Exercise goal
Once you have read the entries, copy all of them exactly.

*** Opening Exercise material ***

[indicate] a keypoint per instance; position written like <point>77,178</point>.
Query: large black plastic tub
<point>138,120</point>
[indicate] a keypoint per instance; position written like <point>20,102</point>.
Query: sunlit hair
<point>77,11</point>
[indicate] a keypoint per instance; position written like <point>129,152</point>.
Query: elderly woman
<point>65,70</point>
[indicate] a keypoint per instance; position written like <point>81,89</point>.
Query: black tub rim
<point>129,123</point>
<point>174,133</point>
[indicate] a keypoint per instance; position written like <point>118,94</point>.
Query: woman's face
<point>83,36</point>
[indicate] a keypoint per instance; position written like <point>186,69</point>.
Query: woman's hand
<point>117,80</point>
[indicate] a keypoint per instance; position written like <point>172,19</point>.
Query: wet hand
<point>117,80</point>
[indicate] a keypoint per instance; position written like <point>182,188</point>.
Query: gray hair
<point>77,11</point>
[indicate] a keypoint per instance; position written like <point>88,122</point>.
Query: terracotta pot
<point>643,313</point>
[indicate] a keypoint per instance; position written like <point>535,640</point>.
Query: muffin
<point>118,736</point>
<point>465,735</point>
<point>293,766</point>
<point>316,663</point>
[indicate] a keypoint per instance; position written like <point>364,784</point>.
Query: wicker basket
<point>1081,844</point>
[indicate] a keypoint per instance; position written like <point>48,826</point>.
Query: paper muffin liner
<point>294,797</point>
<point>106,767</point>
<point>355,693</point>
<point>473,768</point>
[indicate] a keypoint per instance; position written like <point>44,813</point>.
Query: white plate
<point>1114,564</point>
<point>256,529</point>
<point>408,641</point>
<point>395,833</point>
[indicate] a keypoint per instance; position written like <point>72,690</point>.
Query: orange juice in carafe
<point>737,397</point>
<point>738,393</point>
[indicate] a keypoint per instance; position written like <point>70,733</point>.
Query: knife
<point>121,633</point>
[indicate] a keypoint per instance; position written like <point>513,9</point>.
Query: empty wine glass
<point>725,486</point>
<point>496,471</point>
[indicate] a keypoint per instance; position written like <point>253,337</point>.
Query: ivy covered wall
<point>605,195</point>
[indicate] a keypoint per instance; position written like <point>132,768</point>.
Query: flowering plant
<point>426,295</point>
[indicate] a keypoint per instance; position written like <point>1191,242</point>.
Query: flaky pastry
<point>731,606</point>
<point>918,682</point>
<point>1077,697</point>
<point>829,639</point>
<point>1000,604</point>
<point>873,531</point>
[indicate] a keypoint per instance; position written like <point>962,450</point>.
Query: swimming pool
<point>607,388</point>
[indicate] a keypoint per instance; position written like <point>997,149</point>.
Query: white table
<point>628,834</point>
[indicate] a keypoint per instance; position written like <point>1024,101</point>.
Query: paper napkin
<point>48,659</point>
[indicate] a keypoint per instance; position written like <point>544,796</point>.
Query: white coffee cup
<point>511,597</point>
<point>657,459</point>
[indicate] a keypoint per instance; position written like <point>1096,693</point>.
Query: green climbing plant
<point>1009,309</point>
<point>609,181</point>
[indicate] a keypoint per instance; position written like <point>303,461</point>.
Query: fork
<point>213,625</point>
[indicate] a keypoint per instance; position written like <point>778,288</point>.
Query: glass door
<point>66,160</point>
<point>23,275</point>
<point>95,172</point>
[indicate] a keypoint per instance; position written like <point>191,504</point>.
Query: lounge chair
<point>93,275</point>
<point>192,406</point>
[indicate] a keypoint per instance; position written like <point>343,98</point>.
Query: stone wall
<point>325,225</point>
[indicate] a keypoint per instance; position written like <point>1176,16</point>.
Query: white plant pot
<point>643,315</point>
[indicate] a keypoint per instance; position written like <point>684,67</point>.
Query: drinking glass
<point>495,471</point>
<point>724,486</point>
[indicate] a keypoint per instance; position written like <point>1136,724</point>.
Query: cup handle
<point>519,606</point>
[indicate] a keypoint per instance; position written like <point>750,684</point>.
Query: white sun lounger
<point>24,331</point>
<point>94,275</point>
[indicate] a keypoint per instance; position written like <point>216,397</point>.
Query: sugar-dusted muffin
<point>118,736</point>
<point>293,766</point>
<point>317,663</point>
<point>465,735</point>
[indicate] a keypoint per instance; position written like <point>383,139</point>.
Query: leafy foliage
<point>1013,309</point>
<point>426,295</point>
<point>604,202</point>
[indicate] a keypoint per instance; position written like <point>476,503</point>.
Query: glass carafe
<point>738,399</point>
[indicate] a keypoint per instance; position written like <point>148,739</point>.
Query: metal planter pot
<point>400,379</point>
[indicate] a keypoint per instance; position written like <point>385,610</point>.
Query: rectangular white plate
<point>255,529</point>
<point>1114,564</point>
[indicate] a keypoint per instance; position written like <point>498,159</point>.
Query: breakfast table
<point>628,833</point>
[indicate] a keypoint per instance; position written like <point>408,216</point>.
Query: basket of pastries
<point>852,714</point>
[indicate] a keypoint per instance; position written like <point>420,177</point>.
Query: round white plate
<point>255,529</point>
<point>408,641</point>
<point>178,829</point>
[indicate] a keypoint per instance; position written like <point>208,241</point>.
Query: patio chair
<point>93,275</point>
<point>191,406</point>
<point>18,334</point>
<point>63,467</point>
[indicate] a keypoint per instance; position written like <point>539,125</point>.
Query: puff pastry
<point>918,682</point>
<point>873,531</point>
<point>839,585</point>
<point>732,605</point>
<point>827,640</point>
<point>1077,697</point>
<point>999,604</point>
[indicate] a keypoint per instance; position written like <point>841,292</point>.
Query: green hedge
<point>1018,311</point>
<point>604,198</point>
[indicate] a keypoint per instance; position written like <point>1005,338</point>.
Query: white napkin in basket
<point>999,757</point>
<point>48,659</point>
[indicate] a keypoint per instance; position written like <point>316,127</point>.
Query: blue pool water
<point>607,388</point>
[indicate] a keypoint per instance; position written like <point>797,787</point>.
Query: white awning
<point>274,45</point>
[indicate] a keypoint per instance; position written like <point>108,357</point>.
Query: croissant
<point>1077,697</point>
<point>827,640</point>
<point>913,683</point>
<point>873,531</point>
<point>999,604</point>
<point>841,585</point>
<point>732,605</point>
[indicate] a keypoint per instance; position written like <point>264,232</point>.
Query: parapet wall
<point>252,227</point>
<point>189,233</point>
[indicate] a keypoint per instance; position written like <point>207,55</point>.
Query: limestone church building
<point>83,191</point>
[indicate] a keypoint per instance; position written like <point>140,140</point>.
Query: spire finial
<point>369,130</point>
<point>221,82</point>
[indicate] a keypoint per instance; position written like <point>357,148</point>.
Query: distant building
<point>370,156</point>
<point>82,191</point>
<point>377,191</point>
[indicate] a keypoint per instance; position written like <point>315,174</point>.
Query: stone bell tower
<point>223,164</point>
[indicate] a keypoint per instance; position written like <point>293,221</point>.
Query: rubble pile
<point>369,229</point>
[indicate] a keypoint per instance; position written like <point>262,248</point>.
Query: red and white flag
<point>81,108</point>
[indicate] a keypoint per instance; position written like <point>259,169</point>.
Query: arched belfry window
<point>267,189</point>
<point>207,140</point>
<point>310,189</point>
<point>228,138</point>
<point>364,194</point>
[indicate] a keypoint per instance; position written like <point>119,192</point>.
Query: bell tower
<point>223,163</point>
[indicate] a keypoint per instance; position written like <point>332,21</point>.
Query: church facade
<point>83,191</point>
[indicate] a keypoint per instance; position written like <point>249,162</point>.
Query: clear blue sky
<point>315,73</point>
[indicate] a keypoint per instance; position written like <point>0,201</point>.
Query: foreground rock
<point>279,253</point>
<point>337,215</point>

*** Closing Exercise material ***

Output below
[indicate] a keypoint per instance; position written like <point>77,178</point>.
Query: large black plastic tub
<point>138,120</point>
[indicate] a keypoint per instance; position written like <point>20,102</point>.
Query: sunlit hair
<point>77,11</point>
[indicate] a keypoint per instance; position written like <point>129,152</point>.
Query: elderly woman
<point>65,70</point>
[indicate] a keypoint per instance; position written like <point>81,89</point>.
Query: black tub rim
<point>129,123</point>
<point>174,133</point>
[indicate] a keypoint per instance; position written like <point>118,94</point>.
Query: woman's face
<point>83,36</point>
[indicate] a keypoint per instance; position written like <point>186,69</point>.
Query: woman's hand
<point>117,80</point>
[indicate] a keypoint per instance; position written like <point>172,19</point>.
Query: wet hand
<point>117,80</point>
[indicate] a keypoint per instance; position written like <point>182,188</point>.
Query: gray hair
<point>77,11</point>
[indicate] a keypoint per instance; position written like <point>88,122</point>.
Query: terracotta pot
<point>643,313</point>
[indicate] a keypoint per instance; position written like <point>535,640</point>.
Query: muffin
<point>118,736</point>
<point>465,735</point>
<point>293,766</point>
<point>316,663</point>
[indicate] a keypoint per instance; position written like <point>364,784</point>.
Query: wicker basket
<point>1081,844</point>
[indicate] a keypoint per instance; position written like <point>48,826</point>.
Query: paper muffin liner
<point>294,797</point>
<point>106,767</point>
<point>355,693</point>
<point>473,768</point>
[indicate] a keypoint per instance; position written like <point>44,813</point>.
Query: white plate
<point>1114,564</point>
<point>256,529</point>
<point>408,641</point>
<point>395,833</point>
[indicate] a keypoint per instance; position written like <point>72,690</point>.
Query: orange juice in carafe
<point>737,397</point>
<point>738,393</point>
[indicate] a keypoint per instance; position written like <point>70,733</point>.
Query: knife
<point>121,633</point>
[indicate] a keypoint per instance; position written like <point>513,9</point>.
Query: empty wine glass
<point>725,486</point>
<point>496,471</point>
[indicate] a keypoint per instance; position written like <point>253,337</point>.
Query: ivy covered wall
<point>605,195</point>
[indicate] a keypoint per instance; position written like <point>132,768</point>.
Query: flowering plant
<point>426,295</point>
[indicate] a keypoint per instance; position written like <point>1191,242</point>.
Query: flaky pastry
<point>731,606</point>
<point>918,682</point>
<point>1077,697</point>
<point>829,639</point>
<point>1000,604</point>
<point>873,531</point>
[indicate] a keypoint per instance; position written like <point>962,450</point>.
Query: swimming pool
<point>607,388</point>
[indicate] a keypoint per instance; position written like <point>997,149</point>.
Query: white table
<point>628,834</point>
[indicate] a keypoint per instance; position written like <point>1024,101</point>.
Query: paper napkin
<point>48,659</point>
[indicate] a keypoint per instance; position written like <point>544,796</point>.
Query: white coffee cup
<point>511,597</point>
<point>657,459</point>
[indicate] a keypoint per instance; position written like <point>1096,693</point>.
Query: green climbing plant
<point>1009,309</point>
<point>609,181</point>
[indicate] a keypoint per instance; position written like <point>303,461</point>.
Query: fork
<point>213,625</point>
[indicate] a keypoint per instance; position written like <point>778,288</point>.
Query: glass door
<point>66,160</point>
<point>23,275</point>
<point>95,172</point>
[indicate] a keypoint per instance; position written like <point>191,504</point>.
Query: lounge chair
<point>93,275</point>
<point>192,406</point>
[indicate] a keypoint per instance; position written like <point>343,98</point>.
Query: stone wall
<point>325,225</point>
[indicate] a keypoint per instance; position written like <point>1176,16</point>.
Query: white plant pot
<point>643,315</point>
[indicate] a keypoint per instance; position written like <point>684,67</point>.
Query: drinking glass
<point>495,471</point>
<point>724,486</point>
[indicate] a keypoint per instance; position written like <point>1136,724</point>.
Query: cup handle
<point>519,606</point>
[indicate] a keypoint per instance; position written like <point>750,684</point>.
Query: white sun lounger
<point>24,331</point>
<point>94,275</point>
[indicate] a keypoint per instance; position written like <point>216,397</point>.
Query: sugar-dusted muffin
<point>118,736</point>
<point>293,766</point>
<point>317,663</point>
<point>465,735</point>
[indicate] a keypoint per instance; position written like <point>383,139</point>.
Query: leafy foliage
<point>1013,309</point>
<point>426,295</point>
<point>604,202</point>
[indicate] a keypoint per instance; position written like <point>476,503</point>.
Query: glass carafe
<point>738,399</point>
[indicate] a keypoint per instance; position written like <point>148,739</point>.
Query: metal planter pot
<point>400,379</point>
[indicate] a keypoint per instance; position written like <point>385,610</point>.
Query: rectangular white plate
<point>255,529</point>
<point>1114,564</point>
[indicate] a keypoint per instance; position written like <point>498,159</point>.
Query: breakfast table
<point>628,833</point>
[indicate] a keypoint per instance; position written like <point>408,216</point>.
Query: basket of pastries
<point>852,714</point>
[indicate] a keypoint per instance; position written like <point>420,177</point>.
Query: round white plate
<point>255,529</point>
<point>408,641</point>
<point>178,829</point>
[indicate] a keypoint per instance; position written like <point>208,241</point>.
Query: patio chair
<point>93,275</point>
<point>191,406</point>
<point>18,334</point>
<point>63,467</point>
[indicate] a keypoint per instance; position written like <point>539,125</point>.
Query: puff pastry
<point>918,682</point>
<point>873,531</point>
<point>839,585</point>
<point>732,605</point>
<point>827,640</point>
<point>1077,697</point>
<point>999,604</point>
[indicate] a keypoint per instance; position written like <point>841,292</point>.
Query: green hedge
<point>1018,311</point>
<point>604,198</point>
[indicate] a keypoint per instance; position written like <point>1005,338</point>.
Query: white napkin in basket
<point>999,757</point>
<point>48,659</point>
[indicate] a keypoint per instance; position written like <point>316,127</point>.
Query: blue pool water
<point>607,388</point>
[indicate] a keypoint per instance; position written like <point>797,787</point>.
Query: white awning
<point>274,45</point>
[indicate] a keypoint per instance; position written like <point>108,357</point>.
Query: croissant
<point>1077,697</point>
<point>827,640</point>
<point>913,683</point>
<point>873,531</point>
<point>999,604</point>
<point>841,585</point>
<point>732,605</point>
[indicate] a keypoint per instance; position written like <point>264,232</point>.
Query: parapet wall
<point>252,227</point>
<point>189,233</point>
[indicate] a keypoint per instance; position written like <point>207,55</point>.
Query: limestone church building
<point>83,191</point>
[indicate] a keypoint per instance; position written like <point>140,140</point>.
Query: spire finial
<point>369,130</point>
<point>221,82</point>
[indicate] a keypoint per instance; position written like <point>357,148</point>.
Query: distant building
<point>370,156</point>
<point>82,191</point>
<point>377,191</point>
[indicate] a keypoint per instance; position written like <point>315,174</point>.
Query: stone bell tower
<point>223,164</point>
[indicate] a keypoint per instance; position written like <point>293,221</point>.
Query: rubble pile
<point>369,229</point>
[indicate] a keypoint per instance; position written like <point>262,248</point>.
Query: red and white flag
<point>81,108</point>
[indicate] a keypoint per instance; position written like <point>259,169</point>.
Query: arched belfry window
<point>267,189</point>
<point>207,140</point>
<point>310,189</point>
<point>228,138</point>
<point>364,194</point>
[indicate] a keypoint per instance; position written like <point>119,192</point>.
Query: bell tower
<point>223,163</point>
[indicate] a keypoint per instance; position written like <point>332,21</point>.
Query: church facade
<point>83,191</point>
[indicate] a keypoint per instance; position written like <point>249,162</point>.
Query: clear blue sky
<point>315,73</point>
[indicate] a keypoint per instance; position written like <point>0,201</point>.
Query: foreground rock
<point>279,253</point>
<point>337,215</point>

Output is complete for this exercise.